→ **EXERCISE GOAL**:
Print every record below exactly as it stands, but leave out the pictures.

→ **RECORDS SHOWN**:
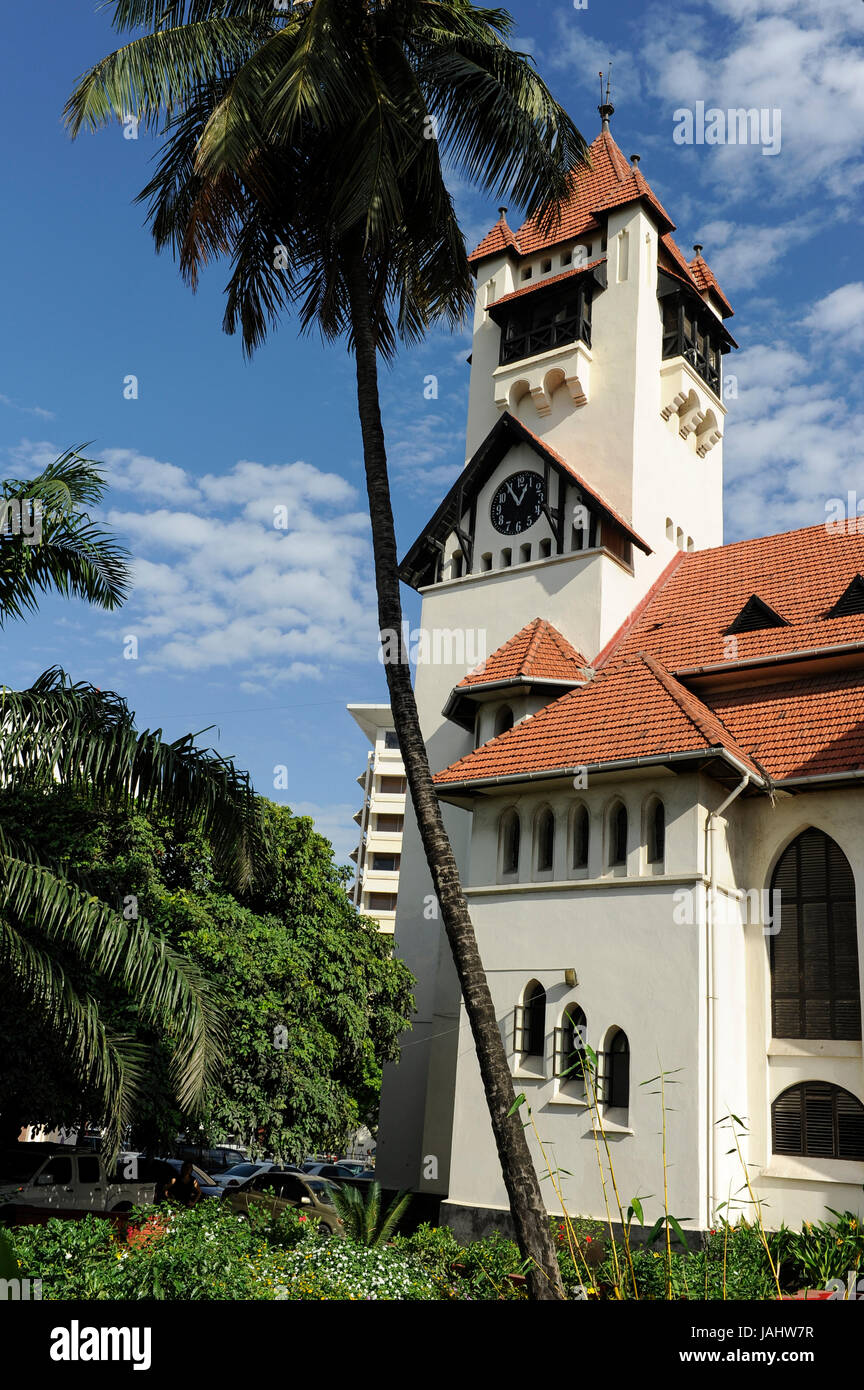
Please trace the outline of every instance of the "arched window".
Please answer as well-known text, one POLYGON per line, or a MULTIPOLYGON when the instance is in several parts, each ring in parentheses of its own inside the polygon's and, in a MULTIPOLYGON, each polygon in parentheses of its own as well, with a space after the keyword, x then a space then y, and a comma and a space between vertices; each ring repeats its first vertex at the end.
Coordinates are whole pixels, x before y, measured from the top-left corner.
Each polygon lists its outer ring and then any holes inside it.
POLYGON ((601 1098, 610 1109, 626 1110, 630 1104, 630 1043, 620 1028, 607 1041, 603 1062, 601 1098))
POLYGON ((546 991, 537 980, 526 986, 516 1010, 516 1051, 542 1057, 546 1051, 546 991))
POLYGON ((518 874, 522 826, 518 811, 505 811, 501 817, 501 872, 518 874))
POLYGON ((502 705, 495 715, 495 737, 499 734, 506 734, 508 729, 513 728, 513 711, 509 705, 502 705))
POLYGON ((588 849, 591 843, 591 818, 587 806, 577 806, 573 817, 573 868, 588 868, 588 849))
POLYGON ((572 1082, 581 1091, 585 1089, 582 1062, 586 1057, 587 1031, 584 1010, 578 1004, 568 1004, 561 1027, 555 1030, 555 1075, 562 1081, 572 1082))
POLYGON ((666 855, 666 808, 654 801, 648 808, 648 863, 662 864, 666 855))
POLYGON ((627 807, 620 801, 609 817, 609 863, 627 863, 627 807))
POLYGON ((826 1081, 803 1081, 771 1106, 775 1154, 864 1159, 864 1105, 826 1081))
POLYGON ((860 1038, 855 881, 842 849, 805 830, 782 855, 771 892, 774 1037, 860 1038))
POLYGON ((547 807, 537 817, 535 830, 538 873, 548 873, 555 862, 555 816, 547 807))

→ **RESULT OF THE EXERCISE**:
Please trace the outline of every instance of the "arched window".
Please answer as well-known text, one POLYGON per line, or a MULTIPOLYGON when the instance is in several parts, each ring in parentheses of its own inside the polygon's and, in a MULTIPOLYGON, each polygon in parentheses of its own as well, with a space after the keyword, x then a space then y, and a comma and a space between vertices; each ring repeats its first vertex at the end.
Coordinates are whole pixels, x before y, measured from the top-left corner.
Each polygon lists its outer ring and then any holes inside it.
POLYGON ((601 1098, 610 1109, 626 1110, 630 1104, 630 1043, 620 1028, 607 1041, 603 1062, 601 1098))
POLYGON ((546 991, 537 980, 526 986, 516 1010, 516 1051, 542 1057, 546 1051, 546 991))
POLYGON ((518 874, 522 826, 518 811, 505 811, 501 817, 501 872, 518 874))
POLYGON ((502 705, 495 715, 495 737, 499 734, 506 734, 508 729, 513 728, 513 711, 509 705, 502 705))
POLYGON ((588 849, 591 843, 591 818, 587 806, 577 806, 573 817, 573 868, 588 868, 588 849))
POLYGON ((572 1082, 581 1091, 585 1089, 582 1062, 586 1057, 587 1031, 584 1010, 578 1004, 568 1004, 561 1027, 555 1030, 555 1075, 562 1081, 572 1082))
POLYGON ((666 855, 666 808, 654 801, 648 808, 648 863, 662 864, 666 855))
POLYGON ((627 807, 620 801, 609 817, 609 863, 627 863, 627 807))
POLYGON ((826 1081, 803 1081, 771 1106, 775 1154, 864 1159, 864 1105, 826 1081))
POLYGON ((860 1038, 855 881, 842 849, 805 830, 782 855, 771 892, 774 1037, 860 1038))
POLYGON ((547 807, 537 817, 535 830, 538 873, 548 873, 555 862, 555 816, 547 807))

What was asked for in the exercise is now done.